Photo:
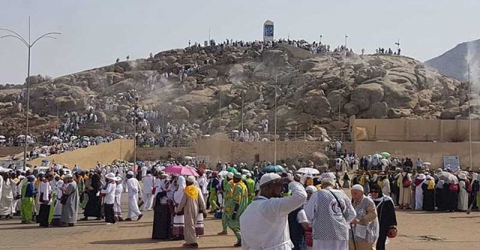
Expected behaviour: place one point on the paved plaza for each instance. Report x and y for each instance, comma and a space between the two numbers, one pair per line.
417, 230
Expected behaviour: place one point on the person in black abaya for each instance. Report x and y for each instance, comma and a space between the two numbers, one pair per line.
386, 215
161, 218
94, 204
428, 188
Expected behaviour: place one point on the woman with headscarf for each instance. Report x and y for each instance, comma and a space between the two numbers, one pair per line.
94, 202
365, 224
117, 205
419, 191
386, 216
179, 218
308, 231
428, 188
161, 213
404, 182
463, 193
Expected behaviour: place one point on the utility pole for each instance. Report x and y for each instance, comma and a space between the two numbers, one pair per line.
29, 45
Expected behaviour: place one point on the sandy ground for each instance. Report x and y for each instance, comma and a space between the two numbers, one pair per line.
417, 230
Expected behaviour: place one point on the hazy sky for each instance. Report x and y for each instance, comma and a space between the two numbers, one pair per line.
96, 32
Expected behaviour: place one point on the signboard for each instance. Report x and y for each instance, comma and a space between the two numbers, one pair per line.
452, 161
268, 31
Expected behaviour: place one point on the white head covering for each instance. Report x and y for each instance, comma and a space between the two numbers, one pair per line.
358, 187
178, 195
269, 177
191, 179
311, 188
421, 177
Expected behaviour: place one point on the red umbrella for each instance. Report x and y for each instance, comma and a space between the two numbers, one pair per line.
181, 170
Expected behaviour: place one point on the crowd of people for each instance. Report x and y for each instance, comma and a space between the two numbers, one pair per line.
308, 211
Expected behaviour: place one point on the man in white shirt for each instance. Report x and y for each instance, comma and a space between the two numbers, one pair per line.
45, 192
148, 184
203, 183
109, 198
133, 192
270, 210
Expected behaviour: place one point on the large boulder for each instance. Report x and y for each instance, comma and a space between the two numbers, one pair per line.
315, 105
319, 159
272, 58
398, 97
366, 94
450, 113
377, 110
351, 109
337, 98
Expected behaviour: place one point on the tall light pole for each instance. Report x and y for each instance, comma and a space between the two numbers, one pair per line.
241, 96
275, 121
470, 117
29, 46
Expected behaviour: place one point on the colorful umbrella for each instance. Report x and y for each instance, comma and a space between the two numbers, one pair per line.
385, 154
274, 169
311, 171
181, 170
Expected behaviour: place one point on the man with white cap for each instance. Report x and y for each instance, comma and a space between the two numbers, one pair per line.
191, 205
117, 206
133, 192
70, 201
330, 211
109, 198
148, 185
250, 182
365, 225
227, 188
270, 211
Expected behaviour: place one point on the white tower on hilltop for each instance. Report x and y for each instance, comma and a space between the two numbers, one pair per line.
268, 29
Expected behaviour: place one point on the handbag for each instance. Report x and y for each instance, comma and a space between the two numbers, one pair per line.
63, 200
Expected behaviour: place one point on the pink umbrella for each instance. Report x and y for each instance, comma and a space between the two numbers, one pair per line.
181, 170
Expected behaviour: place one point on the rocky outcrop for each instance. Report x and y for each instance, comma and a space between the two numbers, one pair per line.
211, 88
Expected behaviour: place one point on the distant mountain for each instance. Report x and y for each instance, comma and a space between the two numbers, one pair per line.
453, 63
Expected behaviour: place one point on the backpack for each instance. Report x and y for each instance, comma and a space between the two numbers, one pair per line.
406, 182
431, 185
468, 186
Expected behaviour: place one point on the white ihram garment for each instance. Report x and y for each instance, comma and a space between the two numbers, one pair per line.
147, 191
133, 191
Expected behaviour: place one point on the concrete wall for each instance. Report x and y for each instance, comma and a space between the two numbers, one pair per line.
427, 151
8, 151
417, 130
152, 154
246, 151
86, 158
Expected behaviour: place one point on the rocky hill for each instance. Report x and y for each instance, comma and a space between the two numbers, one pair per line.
453, 63
203, 88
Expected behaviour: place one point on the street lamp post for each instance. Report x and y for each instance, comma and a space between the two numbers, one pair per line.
29, 45
470, 118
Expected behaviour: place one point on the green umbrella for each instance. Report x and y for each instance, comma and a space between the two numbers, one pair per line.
385, 154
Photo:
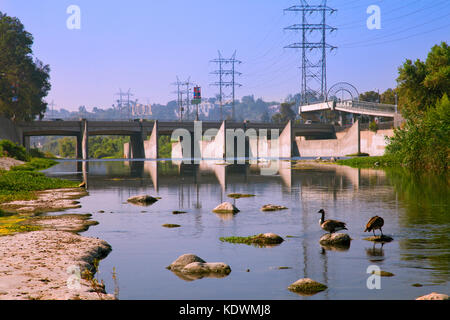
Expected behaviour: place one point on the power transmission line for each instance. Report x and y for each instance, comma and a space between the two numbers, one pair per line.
183, 88
223, 74
309, 67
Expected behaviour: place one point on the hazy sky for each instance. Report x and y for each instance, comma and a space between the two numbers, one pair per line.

::::::

What the exercise asks ▸
Everything from the line containing "Expected behaviour: place one point on the concrete" through the last line of the entries is to be output exactly as written, minus any pictures.

Response ▸
Expected behaviour: place one point on the concrete wall for each instance. Report x and y for each instance, comma and a space between the two numbers, one pair per line.
427, 151
8, 151
417, 130
152, 154
246, 151
86, 158
Expected behaviour: place one point on the rocky hill for each instance. Report x and y for each instance, comma and a space between the two numbers, one pair per line.
453, 63
203, 88
Expected behaviour: place one point on the street lamp post for each instance. Report x and y for each instance, comma and a space between the two numbers, one pair per line.
29, 45
470, 118
Expected behaviour: place one point on the green umbrella for each instance. Report x and y for each instance, comma and a space between the two numbers, one pair per line.
385, 154
Photo:
Expected behaviour: place one point on the power transmission line for each instance. Report x and y for each instance, comma and a space between the two numbers, one pair per line.
183, 88
223, 74
309, 67
Expected behaviour: place one point on the hazy sky for each instance. Report x and y for each instance, comma and a space between the two numbers, one pair per line.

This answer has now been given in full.